→ EXERCISE PROMPT: Render the lines of the entries below, from the line containing "Could you kindly tag the bird's black" through the line containing "column 90, row 356", as a numbered list, leaving out any blank lines.

→ DATASET CONTENT:
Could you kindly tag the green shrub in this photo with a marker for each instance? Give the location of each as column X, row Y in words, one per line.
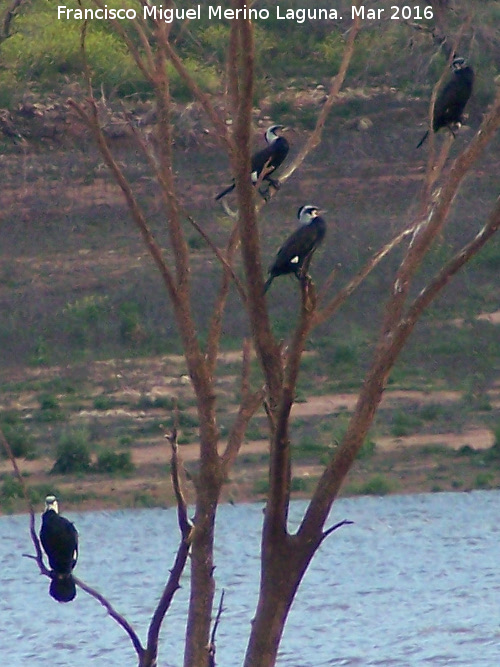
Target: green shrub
column 73, row 452
column 103, row 402
column 109, row 461
column 20, row 441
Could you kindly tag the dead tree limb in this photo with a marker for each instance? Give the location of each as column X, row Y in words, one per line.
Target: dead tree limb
column 151, row 652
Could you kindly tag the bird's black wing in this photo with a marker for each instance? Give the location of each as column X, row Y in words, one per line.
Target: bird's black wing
column 59, row 539
column 451, row 102
column 272, row 155
column 296, row 247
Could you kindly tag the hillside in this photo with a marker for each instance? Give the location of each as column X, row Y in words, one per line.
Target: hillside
column 90, row 356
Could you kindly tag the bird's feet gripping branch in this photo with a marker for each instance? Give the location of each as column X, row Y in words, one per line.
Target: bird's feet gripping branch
column 59, row 539
column 265, row 162
column 295, row 254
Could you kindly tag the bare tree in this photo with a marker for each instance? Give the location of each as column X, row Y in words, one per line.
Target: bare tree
column 285, row 556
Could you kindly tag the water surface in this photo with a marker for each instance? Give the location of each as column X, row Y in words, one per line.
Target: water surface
column 415, row 581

→ IN RESPONSE:
1. Could you kindly tag the bird's black wing in this photo with a marker for each instance? Give the location of each as column X, row Y in words, one per line.
2. Target: bird's black wing
3. column 59, row 539
4. column 451, row 102
5. column 272, row 155
6. column 296, row 247
7. Could you kindly tag the hillside in this photo with a marker for each instance? Give the location of each as column X, row Y in words, one per line.
8. Target: hillside
9. column 90, row 356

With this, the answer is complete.